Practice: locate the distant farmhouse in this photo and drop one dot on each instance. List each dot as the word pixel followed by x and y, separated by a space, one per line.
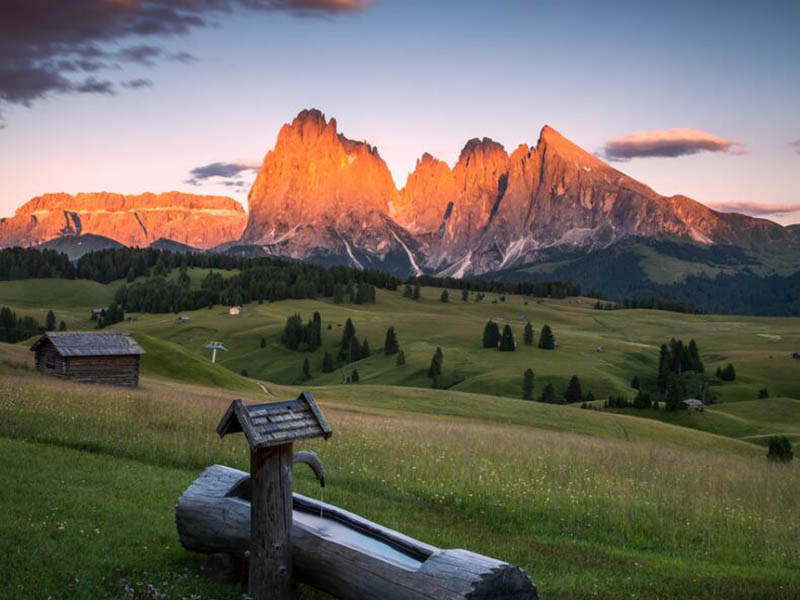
pixel 110 358
pixel 692 404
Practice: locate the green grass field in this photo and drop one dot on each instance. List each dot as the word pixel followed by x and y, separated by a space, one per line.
pixel 593 504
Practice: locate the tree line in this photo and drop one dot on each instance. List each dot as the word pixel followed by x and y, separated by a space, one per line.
pixel 15 329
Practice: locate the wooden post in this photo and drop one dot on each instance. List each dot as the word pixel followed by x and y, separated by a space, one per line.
pixel 270 575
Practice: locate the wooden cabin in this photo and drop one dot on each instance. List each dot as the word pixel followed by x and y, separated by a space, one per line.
pixel 692 404
pixel 111 358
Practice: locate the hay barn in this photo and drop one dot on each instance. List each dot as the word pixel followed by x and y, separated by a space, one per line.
pixel 110 358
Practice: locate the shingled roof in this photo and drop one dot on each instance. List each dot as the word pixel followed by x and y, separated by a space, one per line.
pixel 85 343
pixel 275 423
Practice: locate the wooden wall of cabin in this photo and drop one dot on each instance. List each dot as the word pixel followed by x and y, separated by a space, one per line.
pixel 49 360
pixel 113 370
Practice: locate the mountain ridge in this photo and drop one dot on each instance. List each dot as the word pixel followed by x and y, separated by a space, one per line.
pixel 324 197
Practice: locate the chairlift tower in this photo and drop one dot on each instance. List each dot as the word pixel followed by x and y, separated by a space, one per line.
pixel 214 346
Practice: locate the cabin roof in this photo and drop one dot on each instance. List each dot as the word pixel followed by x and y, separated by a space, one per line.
pixel 275 423
pixel 85 343
pixel 693 402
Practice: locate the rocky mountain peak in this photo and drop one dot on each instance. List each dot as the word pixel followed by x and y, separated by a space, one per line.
pixel 423 202
pixel 133 220
pixel 552 144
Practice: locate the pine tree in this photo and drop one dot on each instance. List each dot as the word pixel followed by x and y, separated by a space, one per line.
pixel 349 348
pixel 491 335
pixel 390 346
pixel 664 368
pixel 527 384
pixel 435 368
pixel 528 335
pixel 548 394
pixel 338 293
pixel 780 449
pixel 674 393
pixel 694 357
pixel 574 392
pixel 728 373
pixel 507 343
pixel 546 339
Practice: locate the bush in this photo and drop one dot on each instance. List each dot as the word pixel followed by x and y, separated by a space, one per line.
pixel 573 393
pixel 780 449
pixel 527 384
pixel 546 339
pixel 727 374
pixel 507 343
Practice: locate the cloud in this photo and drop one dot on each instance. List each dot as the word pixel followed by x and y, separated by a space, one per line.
pixel 137 84
pixel 93 86
pixel 668 143
pixel 47 47
pixel 142 54
pixel 755 209
pixel 230 173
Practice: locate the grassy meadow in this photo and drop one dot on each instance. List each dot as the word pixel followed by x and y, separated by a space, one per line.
pixel 593 504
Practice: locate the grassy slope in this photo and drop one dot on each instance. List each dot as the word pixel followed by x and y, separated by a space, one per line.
pixel 759 347
pixel 636 507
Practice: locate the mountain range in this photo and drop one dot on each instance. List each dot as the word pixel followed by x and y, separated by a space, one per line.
pixel 323 197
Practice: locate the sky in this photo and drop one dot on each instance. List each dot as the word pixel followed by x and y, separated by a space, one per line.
pixel 696 98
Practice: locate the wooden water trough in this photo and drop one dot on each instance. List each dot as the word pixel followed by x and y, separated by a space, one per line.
pixel 342 553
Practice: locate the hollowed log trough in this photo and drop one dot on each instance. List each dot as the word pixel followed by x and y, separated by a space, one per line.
pixel 342 553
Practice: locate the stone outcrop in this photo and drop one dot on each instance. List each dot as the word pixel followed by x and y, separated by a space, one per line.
pixel 321 195
pixel 197 221
pixel 324 197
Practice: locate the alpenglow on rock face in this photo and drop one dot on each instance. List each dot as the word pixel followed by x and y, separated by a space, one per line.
pixel 322 196
pixel 198 221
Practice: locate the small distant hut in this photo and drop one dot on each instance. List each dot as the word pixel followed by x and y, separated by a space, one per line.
pixel 693 404
pixel 111 358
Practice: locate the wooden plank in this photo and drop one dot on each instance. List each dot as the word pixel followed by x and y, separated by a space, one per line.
pixel 271 523
pixel 209 522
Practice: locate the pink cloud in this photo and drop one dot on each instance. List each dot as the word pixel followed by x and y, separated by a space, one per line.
pixel 755 209
pixel 668 143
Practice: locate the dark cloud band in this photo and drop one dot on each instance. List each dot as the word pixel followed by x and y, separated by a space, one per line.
pixel 669 143
pixel 52 46
pixel 756 209
pixel 231 172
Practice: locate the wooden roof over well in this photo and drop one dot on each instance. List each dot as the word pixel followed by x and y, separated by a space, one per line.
pixel 86 343
pixel 275 423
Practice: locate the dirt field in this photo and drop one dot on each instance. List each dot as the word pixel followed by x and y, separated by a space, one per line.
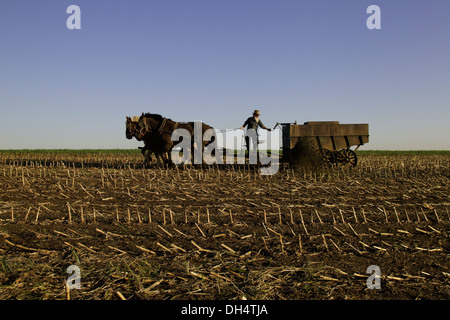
pixel 229 233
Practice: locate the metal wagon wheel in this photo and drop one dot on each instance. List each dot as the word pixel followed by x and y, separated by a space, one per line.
pixel 346 156
pixel 328 156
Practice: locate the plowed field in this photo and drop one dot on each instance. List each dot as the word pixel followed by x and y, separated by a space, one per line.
pixel 222 233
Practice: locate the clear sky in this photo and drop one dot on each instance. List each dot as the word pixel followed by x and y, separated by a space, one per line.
pixel 216 61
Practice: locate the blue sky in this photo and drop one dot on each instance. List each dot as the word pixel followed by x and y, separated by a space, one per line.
pixel 216 61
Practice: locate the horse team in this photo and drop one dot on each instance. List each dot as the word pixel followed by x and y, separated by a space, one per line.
pixel 157 131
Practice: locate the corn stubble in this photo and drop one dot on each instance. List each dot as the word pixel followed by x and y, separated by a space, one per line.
pixel 222 233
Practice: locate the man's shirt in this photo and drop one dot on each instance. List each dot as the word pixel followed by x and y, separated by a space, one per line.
pixel 252 123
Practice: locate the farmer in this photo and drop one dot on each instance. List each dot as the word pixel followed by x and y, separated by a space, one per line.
pixel 253 123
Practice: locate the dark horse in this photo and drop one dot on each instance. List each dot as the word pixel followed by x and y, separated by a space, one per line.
pixel 132 130
pixel 158 130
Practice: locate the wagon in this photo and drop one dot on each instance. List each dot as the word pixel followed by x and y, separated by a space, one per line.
pixel 329 139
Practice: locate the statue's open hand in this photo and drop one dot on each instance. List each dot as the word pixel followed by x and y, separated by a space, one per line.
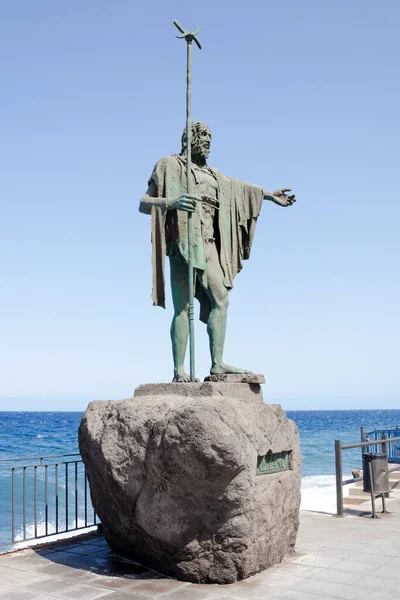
pixel 283 199
pixel 185 202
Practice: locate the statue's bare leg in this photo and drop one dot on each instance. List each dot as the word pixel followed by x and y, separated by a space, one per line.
pixel 180 320
pixel 216 325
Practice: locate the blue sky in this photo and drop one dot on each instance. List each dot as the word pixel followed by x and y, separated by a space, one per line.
pixel 303 94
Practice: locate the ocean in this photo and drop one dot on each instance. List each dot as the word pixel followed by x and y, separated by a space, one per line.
pixel 24 434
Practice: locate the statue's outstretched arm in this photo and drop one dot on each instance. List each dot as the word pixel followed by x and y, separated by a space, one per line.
pixel 280 197
pixel 185 202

• TASK BRIEF
Could you retype all the entries exactly, skipping the pictures?

• ANSWER TO THE EXERCISE
Practice: locate the distant farmhouse in this photo and drop one dot on each instance. List each dot as the word pixel followed by x and y, separated by a space, one per line.
pixel 110 358
pixel 692 404
Practice: locate the green grass field in this photo and drop one dot on each instance. List each dot as the word pixel followed by x and y, separated by a space, one per line.
pixel 593 504
Practice: locate the tree line in this photo and drop one dot on each instance. List each dot as the word pixel followed by x and y, separated by a space, one per line.
pixel 15 329
Practice: locate the wooden post in this photo and drop one dot on each instance. List each dot as the word pixel followed by x and y, separated by a space, one per line.
pixel 270 575
Practice: locate the wooden cabin in this photo and drop one dot on each instance. List each dot as the word pixel followed by x and y, separated by a space, one per line.
pixel 692 404
pixel 111 358
Practice: locate the hay barn in this photo and drop one dot on each instance. List each dot as the word pixel followed by x and y, separated by a space, one per line.
pixel 110 358
Practice: locate the shingled roof in this photo and drop one dot on each instance. List each dot as the word pixel followed by x and y, separated by a space, one per line.
pixel 85 343
pixel 275 423
Practice: locate the wooden wall of cabin in this photo and drop one dot on each instance. List each dot as the word pixel followed by x and y, separated by a space, one per line.
pixel 49 360
pixel 113 370
Practice: locate the mountain ridge in this photo and drop one dot on each instance. List each dot as the word pixel followed by x and y, separated by a space, one per line.
pixel 324 197
Practice: locate the chairlift tower in this photo and drop one dot on each instance. List each dot as the word pixel followed by x and y, separated by a space, one per line.
pixel 214 346
Practice: locate the cabin roof in this photo and drop one dot on each instance. List each dot as the word pixel followed by x and y, separated by a space, one per line.
pixel 275 423
pixel 85 343
pixel 693 402
Practice: locate the rocky mountain peak in this photo and drop one dot on each instance. List each dot as the word pixel followed by x and y, separated by a space, one per line.
pixel 423 202
pixel 133 220
pixel 552 144
Practice: locate the pine tree in this photo and drop one dot on each instance. List each dot as the word pixel followed by x and y, separated by a space, one per line.
pixel 349 348
pixel 491 335
pixel 390 346
pixel 664 368
pixel 527 384
pixel 435 368
pixel 528 335
pixel 548 394
pixel 338 293
pixel 780 449
pixel 674 393
pixel 694 357
pixel 574 392
pixel 728 373
pixel 507 343
pixel 546 339
Practice: locate the bush in this photo and drop one dot on each instance. List each dot as the word pixel followed by x and y, separated by a space, one per line.
pixel 573 393
pixel 780 449
pixel 527 384
pixel 546 339
pixel 727 374
pixel 507 343
Practice: locate the cloud in this photo and drop one dot on each instance. List each dot as the word pixel followed by x and y, separated by a space, one per line.
pixel 137 84
pixel 93 86
pixel 668 143
pixel 47 47
pixel 142 54
pixel 755 209
pixel 230 173
Practice: locate the grassy meadow in this photo and drop one dot on each instance. List each dot as the word pixel followed by x and y, separated by a space, one per line.
pixel 593 504
Practice: locate the grassy slope in this photo and drop one dot on each instance. List each dot as the word pixel followed by x and y, separated by a space, one per line.
pixel 759 347
pixel 636 507
Practice: locate the mountain range in this photo and drop one dot on each instance. List each dot as the word pixel followed by x and y, separated by a space, one per line.
pixel 323 197
Practice: locate the sky in this photo and drop one dot on each instance. List each dot as the word pixel followed by x and y, separated by a space, one per line.
pixel 696 98
Practice: locate the wooden water trough in this photo and drop one dot on each instance. List each dot as the word pixel followed by x and y, separated by a space, one per line.
pixel 342 553
Practice: locate the hollowed log trough in this photo and drop one dot on each instance. List each dot as the word pixel followed by x and y, separated by a space, one per line.
pixel 342 553
Practice: locate the stone outcrop in this photo and drop one dot on each instance. List each dot as the word pixel followed by x and y, separated by a space, one per line.
pixel 321 195
pixel 197 221
pixel 324 197
Practice: locate the alpenglow on rock face in this photo and drop one dot on each instance. List each dot as the word pixel followed by x and y, separated by a space, one per line.
pixel 322 196
pixel 198 221
Practice: locate the small distant hut in this photo and drop one dot on each instance. List each dot as the word pixel followed by x and y, separated by a space, one per line.
pixel 693 404
pixel 111 358
Practice: locate the wooden plank in this photo and drop one dot on each instance. List each dot as the word pixel followed by x and y, separated by a space, one per line.
pixel 271 523
pixel 209 522
Practice: locate the pink cloud in this photo and drop one dot on each instance. List each dot as the word pixel followed by x and y, separated by a space, one per line.
pixel 755 209
pixel 668 143
Practice: locate the dark cloud band in this photo and drop one dot on each instance. List each dot as the word pixel followed by x and y, separated by a space, one per line.
pixel 669 143
pixel 52 46
pixel 756 209
pixel 231 172
Practice: locate the wooden roof over well in this photo and drop one dot on each instance. List each dot as the word pixel followed by x and y, separated by a space, one per line.
pixel 86 343
pixel 275 423
Practice: locate the dirt field in this photo and drop one dot on each instance. List each dot as the word pixel followed by x and y, separated by a space, one per line.
pixel 229 233
Practice: locate the metal wagon wheel in this photo and drop one dot on each instance. List each dot as the word pixel followed by x and y, separated by a space, one per line.
pixel 346 156
pixel 328 156
Practice: locate the plowed field in this photo and drop one dot on each instance. List each dot as the word pixel followed by x and y, separated by a space, one per line.
pixel 222 233
Practice: locate the clear sky in this photo and drop one dot on each instance. List each dot as the word pixel followed by x and y, separated by a space, one per line.
pixel 216 61
Practice: locate the blue sky in this photo and drop one dot on each instance. List each dot as the word pixel followed by x and y, separated by a space, one per line.
pixel 216 61
Practice: locate the horse team in this photo and drop one dot on each instance. List each dot as the word pixel followed by x and y, separated by a space, one per line.
pixel 157 131
Practice: locate the corn stubble in this photo and drop one dot on each instance. List each dot as the word pixel followed by x and y, separated by a space, one per line.
pixel 222 233
Practice: locate the man's shirt in this photo and drop one dot on each instance. List each dot as the word pixel followed by x and y, separated by a space, one per line.
pixel 252 123
Practice: locate the farmer in this photo and drop one dot on each instance. List each dot as the word pixel followed by x and y, separated by a space, one per line.
pixel 253 123
Practice: locate the dark horse in this photo and drop one dot on each instance. List each dot as the word pixel followed by x and y, separated by a space, one per line.
pixel 132 130
pixel 158 130
Practice: locate the wagon in this photo and drop one dot on each instance. List each dot as the word pixel followed by x and y, separated by a space, one per line.
pixel 329 139
Practice: locate the statue's open hand in this photo and drop one dot on each instance. List each dot as the word pixel followed by x and y, separated by a space, one per line.
pixel 283 199
pixel 185 202
Practice: locate the statue's bare leg in this photo and drop one dot on each instance. List each dot as the word pixel followed by x and y, separated by a space, one per line.
pixel 180 320
pixel 216 325
Practice: locate the blue sky in this photo and drop one dot on each instance. List each dot as the word pixel followed by x and y, separated by a space, one per line.
pixel 303 94
Practice: locate the ocean in this photo and drop one dot on each instance. List each dot as the word pixel followed by x and y, separated by a space, one per line.
pixel 24 434
Practice: locate the statue's outstretched arm in this photo and drop one dot on each instance. List each dot as the word pixel followed by x and y, separated by a space, one per line.
pixel 280 197
pixel 185 202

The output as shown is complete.